[Pointing dataset rows]

[BEGIN]

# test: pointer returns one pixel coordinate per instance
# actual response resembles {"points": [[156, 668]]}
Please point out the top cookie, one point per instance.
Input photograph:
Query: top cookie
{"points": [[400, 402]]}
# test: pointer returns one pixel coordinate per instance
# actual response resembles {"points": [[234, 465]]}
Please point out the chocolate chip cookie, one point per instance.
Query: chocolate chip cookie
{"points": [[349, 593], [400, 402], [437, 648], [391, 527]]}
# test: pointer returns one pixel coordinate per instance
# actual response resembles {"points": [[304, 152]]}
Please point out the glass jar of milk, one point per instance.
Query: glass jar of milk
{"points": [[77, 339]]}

[END]

Rename every "Query" in the rows above to "Target", and write the rows out again with nothing else altered.

# test: pointer returns one pixel coordinate per instance
# actual response resembles {"points": [[156, 668]]}
Please point out the top cookie, one point per instance.
Input photograph:
Target: top cookie
{"points": [[400, 402]]}
# test: pointer returns one pixel coordinate per instance
# actual response resembles {"points": [[234, 465]]}
Please point out the chocolate chip cookie, one point per instance.
Target: chocolate chip cookie
{"points": [[349, 593], [400, 402], [437, 648], [391, 527]]}
# test: pointer returns one pixel coordinate per instance
# actual response resembles {"points": [[304, 152]]}
Please point out the glass jar of milk, one point per instance.
Target: glass jar of milk
{"points": [[77, 339]]}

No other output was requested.